### Direction
Would you copy only the lines below, beginning with the one that contains "of the eyebrow?" and running through the last entry line?

### Input
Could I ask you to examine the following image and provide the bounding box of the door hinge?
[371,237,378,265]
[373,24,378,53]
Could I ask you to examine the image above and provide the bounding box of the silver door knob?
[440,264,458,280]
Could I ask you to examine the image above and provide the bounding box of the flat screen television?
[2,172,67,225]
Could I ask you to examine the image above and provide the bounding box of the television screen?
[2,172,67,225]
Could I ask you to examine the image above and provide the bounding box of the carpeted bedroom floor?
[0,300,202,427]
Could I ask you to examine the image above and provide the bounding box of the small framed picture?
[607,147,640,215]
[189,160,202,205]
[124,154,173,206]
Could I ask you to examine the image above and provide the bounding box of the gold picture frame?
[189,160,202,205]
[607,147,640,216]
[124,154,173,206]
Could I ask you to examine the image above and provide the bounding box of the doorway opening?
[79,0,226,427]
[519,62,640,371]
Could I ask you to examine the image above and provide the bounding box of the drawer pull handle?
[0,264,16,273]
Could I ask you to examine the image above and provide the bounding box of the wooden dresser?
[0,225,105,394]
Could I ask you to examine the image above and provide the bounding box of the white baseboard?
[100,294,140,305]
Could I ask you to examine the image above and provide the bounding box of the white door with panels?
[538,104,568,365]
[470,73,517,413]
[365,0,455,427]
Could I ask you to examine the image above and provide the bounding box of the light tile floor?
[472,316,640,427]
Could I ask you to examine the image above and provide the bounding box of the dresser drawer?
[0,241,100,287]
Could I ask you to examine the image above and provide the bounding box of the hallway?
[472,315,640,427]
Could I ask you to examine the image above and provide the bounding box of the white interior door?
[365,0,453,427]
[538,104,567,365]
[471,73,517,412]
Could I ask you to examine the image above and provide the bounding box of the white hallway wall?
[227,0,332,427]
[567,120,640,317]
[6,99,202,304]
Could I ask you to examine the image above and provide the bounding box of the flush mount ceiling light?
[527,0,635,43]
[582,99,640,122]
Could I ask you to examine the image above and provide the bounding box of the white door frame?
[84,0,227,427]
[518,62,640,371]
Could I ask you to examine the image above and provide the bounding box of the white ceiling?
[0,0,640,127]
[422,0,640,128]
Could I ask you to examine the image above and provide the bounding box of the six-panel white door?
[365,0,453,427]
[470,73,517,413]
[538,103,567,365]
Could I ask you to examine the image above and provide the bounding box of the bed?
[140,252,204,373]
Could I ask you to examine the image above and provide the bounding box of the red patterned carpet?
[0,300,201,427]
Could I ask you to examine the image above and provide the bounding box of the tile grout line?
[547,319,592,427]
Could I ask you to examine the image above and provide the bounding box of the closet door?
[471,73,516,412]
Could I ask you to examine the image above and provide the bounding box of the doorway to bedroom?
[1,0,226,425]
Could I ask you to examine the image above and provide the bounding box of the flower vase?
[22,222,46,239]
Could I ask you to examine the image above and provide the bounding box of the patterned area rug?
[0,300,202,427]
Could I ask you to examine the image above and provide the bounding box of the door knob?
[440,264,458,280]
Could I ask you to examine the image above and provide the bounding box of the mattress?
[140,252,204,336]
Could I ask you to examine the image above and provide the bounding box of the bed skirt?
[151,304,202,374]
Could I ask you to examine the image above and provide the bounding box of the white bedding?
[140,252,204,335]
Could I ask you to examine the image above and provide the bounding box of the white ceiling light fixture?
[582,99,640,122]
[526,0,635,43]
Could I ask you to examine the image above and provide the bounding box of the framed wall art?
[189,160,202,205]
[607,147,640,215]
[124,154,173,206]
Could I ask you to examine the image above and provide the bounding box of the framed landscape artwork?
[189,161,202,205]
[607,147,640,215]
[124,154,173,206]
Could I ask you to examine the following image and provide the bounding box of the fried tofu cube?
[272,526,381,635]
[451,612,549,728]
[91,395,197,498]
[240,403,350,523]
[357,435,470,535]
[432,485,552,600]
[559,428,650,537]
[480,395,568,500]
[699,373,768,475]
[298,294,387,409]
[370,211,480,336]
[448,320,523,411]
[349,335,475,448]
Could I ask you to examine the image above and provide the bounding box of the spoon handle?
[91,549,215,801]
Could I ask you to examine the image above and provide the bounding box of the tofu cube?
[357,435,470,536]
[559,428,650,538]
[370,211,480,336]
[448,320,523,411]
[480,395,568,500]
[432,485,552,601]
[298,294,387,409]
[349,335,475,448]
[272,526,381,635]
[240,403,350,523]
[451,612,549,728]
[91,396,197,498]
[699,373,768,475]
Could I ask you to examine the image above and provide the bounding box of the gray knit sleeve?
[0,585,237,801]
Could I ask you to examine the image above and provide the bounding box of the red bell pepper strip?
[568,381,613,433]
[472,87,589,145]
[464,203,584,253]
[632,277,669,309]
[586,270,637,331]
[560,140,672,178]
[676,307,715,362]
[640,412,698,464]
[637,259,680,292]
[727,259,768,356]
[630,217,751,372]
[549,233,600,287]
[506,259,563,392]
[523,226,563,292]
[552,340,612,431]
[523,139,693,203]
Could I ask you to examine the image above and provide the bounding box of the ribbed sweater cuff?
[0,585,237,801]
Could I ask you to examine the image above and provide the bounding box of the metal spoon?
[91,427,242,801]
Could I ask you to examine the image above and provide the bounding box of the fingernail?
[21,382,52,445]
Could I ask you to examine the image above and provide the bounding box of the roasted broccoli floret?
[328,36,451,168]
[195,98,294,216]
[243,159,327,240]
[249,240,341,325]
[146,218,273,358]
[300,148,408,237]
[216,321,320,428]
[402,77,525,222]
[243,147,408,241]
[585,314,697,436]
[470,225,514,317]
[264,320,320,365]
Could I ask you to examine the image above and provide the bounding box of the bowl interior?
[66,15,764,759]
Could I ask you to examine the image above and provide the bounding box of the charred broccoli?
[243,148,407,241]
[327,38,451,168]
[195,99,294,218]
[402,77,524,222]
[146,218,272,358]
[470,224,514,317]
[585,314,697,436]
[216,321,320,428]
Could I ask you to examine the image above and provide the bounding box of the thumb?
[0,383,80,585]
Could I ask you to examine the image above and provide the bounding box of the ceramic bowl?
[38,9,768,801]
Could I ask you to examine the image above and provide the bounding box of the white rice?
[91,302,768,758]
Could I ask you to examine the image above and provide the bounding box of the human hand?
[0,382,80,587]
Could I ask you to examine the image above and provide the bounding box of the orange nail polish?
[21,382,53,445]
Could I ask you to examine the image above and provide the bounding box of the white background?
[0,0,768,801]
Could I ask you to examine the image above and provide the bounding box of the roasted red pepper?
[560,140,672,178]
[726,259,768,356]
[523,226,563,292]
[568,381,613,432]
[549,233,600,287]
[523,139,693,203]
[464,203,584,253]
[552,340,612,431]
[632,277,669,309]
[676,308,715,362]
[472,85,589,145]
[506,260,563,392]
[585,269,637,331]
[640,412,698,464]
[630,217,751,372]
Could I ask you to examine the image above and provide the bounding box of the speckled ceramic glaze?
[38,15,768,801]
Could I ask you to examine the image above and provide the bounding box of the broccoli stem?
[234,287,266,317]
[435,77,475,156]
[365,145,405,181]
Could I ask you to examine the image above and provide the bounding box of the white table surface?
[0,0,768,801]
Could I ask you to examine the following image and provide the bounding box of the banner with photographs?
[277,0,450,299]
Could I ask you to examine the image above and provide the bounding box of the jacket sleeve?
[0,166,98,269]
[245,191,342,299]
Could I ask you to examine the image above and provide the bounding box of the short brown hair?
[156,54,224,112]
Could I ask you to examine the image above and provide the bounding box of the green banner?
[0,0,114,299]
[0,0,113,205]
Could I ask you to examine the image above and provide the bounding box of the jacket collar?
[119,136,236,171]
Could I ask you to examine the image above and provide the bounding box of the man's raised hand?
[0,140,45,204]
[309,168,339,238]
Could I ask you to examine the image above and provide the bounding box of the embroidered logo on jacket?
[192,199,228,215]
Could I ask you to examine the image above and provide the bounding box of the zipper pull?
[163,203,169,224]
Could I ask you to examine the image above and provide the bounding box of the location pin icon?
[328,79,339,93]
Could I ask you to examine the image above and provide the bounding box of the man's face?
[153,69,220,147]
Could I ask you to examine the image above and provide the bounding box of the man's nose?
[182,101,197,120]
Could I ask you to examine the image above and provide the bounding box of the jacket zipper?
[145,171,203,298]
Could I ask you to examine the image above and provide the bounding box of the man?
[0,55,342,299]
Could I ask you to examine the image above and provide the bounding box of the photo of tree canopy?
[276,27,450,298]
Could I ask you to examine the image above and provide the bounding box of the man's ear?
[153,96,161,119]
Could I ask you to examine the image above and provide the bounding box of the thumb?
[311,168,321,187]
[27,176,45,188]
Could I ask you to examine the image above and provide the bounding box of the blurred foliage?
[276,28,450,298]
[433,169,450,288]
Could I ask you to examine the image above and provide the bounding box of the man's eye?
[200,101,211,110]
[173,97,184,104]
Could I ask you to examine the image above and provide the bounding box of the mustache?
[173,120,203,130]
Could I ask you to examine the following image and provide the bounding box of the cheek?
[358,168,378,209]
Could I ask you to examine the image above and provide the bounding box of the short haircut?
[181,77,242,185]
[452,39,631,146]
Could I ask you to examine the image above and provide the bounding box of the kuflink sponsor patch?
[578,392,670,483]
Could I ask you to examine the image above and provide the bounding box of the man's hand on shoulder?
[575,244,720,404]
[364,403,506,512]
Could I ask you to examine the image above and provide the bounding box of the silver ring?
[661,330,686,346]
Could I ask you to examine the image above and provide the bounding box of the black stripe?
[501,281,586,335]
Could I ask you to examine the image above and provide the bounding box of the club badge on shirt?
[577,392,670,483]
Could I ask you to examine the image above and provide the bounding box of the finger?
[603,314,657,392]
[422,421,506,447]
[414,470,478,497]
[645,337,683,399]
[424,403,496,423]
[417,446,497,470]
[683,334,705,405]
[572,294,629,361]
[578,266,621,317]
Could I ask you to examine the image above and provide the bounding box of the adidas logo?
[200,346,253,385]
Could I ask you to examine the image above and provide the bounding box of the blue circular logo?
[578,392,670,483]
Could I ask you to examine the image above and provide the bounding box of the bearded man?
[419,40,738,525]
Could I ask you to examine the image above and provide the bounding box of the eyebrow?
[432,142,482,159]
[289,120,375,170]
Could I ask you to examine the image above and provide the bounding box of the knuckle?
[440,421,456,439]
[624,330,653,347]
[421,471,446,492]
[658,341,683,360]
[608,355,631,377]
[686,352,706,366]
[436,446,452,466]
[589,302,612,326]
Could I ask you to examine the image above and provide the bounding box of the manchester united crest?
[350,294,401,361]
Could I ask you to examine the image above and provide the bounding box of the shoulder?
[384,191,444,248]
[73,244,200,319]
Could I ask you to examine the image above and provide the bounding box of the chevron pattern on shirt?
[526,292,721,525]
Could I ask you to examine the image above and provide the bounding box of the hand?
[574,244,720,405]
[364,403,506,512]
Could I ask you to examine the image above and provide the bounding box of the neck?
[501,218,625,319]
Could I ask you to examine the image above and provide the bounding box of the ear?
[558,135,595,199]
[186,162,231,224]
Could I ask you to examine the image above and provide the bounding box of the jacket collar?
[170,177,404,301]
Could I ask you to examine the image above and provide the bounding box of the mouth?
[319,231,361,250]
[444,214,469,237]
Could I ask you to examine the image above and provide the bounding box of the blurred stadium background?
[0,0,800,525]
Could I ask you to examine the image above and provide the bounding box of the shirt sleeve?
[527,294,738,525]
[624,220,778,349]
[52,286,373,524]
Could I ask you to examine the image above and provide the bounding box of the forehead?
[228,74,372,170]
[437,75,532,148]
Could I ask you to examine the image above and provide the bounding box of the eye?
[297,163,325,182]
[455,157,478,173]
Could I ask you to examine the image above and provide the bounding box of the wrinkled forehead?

### Exercise result
Could I ask you to examine the image above and provide the bounding box of the eyebrow?
[432,142,482,159]
[289,120,375,170]
Could I ask you to examine the image above and provide the bounding box of the knuckle?
[440,421,456,439]
[624,330,653,347]
[421,471,446,492]
[658,341,683,360]
[608,355,631,377]
[686,352,706,366]
[436,446,452,466]
[589,302,612,326]
Could I ask you to examine the image above and provide the bounding box of the manchester united crest?
[350,294,401,361]
Could I ask you to examine the image above and provide the bounding box of the shoulder?
[384,191,444,248]
[73,244,200,319]
Could I ask you to examine the image above and provide the bounding box of the chevron pattern on shirt?
[526,292,721,525]
Could I ask you to examine the image above and provide the bounding box of the hand?
[574,244,720,405]
[364,403,506,512]
Could I ask you to examine the image above and provide the bounding box of the neck?
[501,218,625,319]
Could I ask you to examine the image above and provide the bounding box of the ear?
[558,135,595,199]
[186,162,231,224]
Could I ask you to examine the image above and provide the bounding box of the jacket collar?
[170,177,404,301]
Could I ask you to examine the image above and provide the bounding box of the mouth?
[319,231,361,250]
[444,214,469,237]
Could I ask you to examine the image above and provide the bounding box of the blurred stadium background?
[0,0,800,525]
Could I ask you to examine the image above and provide the bounding box of the shirt sleeve?
[527,294,738,525]
[624,220,778,349]
[52,286,373,524]
Could I ask you to examine the image above and provide the bounding box of the forehead?
[228,74,372,170]
[437,75,532,148]
Could I ask you to examine the image above and provide the bounding box of the eye?
[297,163,325,182]
[455,157,478,173]
Could I ask you to examine the image above and provide the bounding box of the wrinkled forehead?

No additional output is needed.